*TASK INSTRUCTIONS*
List every line in the entries below that contains the word "white", copying each such line in full.

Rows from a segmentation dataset
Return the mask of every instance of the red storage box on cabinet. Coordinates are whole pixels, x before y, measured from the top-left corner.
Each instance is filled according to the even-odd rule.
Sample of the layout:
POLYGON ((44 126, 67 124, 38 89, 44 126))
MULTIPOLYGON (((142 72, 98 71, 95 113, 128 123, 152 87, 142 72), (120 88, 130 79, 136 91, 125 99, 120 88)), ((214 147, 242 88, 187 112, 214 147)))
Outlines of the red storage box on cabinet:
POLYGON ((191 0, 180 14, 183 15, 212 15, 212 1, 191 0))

--

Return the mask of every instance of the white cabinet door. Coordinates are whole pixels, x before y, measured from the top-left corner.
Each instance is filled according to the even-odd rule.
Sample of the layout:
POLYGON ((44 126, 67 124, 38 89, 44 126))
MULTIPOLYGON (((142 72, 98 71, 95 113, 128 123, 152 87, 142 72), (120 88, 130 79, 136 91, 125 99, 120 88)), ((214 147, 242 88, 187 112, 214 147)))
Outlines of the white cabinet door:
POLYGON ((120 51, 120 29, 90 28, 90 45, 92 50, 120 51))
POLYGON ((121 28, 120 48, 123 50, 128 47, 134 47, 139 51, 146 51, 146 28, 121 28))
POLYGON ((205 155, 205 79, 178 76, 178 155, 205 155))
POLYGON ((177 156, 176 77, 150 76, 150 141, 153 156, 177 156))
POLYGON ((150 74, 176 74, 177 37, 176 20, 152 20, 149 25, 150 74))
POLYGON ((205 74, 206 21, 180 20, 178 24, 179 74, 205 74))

...

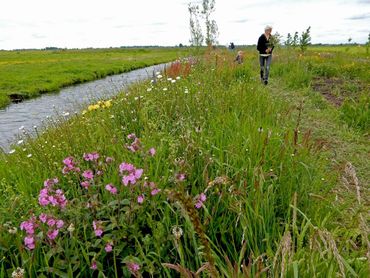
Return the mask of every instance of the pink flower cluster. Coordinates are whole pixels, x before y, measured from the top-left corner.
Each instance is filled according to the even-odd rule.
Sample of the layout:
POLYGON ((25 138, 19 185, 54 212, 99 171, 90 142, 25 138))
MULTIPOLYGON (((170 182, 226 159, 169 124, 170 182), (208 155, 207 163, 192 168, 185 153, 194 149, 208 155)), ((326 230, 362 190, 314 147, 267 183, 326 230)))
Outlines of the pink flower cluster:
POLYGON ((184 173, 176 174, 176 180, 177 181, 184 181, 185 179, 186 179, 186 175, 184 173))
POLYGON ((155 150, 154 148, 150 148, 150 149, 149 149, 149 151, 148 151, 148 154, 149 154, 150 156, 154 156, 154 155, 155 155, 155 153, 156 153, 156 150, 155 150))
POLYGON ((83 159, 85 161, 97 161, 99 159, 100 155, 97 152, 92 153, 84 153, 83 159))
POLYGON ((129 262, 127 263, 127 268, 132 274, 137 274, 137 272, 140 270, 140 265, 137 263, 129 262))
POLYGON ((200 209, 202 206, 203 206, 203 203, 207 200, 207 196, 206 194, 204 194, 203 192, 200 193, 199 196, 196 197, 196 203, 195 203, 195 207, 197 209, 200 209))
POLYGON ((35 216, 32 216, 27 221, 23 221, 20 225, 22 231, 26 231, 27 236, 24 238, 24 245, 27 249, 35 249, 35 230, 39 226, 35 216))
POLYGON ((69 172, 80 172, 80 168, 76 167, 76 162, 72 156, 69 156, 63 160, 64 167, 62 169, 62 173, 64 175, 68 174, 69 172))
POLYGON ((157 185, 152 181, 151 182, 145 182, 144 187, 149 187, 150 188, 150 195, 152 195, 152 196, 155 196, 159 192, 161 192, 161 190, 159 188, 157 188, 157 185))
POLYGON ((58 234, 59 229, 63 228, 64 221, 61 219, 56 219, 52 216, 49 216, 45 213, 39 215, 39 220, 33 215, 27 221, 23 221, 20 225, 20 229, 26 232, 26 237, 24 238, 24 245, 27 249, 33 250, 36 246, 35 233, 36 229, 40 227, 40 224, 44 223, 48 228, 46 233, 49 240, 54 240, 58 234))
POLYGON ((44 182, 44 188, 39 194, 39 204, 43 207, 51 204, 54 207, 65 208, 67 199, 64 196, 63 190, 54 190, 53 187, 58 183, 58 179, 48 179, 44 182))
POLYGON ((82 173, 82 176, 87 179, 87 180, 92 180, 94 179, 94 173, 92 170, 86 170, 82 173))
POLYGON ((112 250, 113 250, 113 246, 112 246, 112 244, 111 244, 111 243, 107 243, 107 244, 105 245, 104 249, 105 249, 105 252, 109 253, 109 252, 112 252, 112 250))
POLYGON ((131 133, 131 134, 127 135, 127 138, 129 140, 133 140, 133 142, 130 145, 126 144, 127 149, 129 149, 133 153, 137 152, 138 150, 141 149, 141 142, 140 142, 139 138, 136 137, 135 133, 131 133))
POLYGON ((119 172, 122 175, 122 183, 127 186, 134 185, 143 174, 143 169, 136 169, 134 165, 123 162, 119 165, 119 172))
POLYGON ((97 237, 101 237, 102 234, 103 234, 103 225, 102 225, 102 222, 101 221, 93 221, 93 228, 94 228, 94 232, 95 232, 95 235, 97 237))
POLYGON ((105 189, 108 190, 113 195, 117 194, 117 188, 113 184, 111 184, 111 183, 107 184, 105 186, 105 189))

*EXERCISE OUTPUT*
Return the mask of every instance of the white cabinet door. Coordinates are whole pixels, x before y, measured from the top-left corner.
Outlines of the white cabinet door:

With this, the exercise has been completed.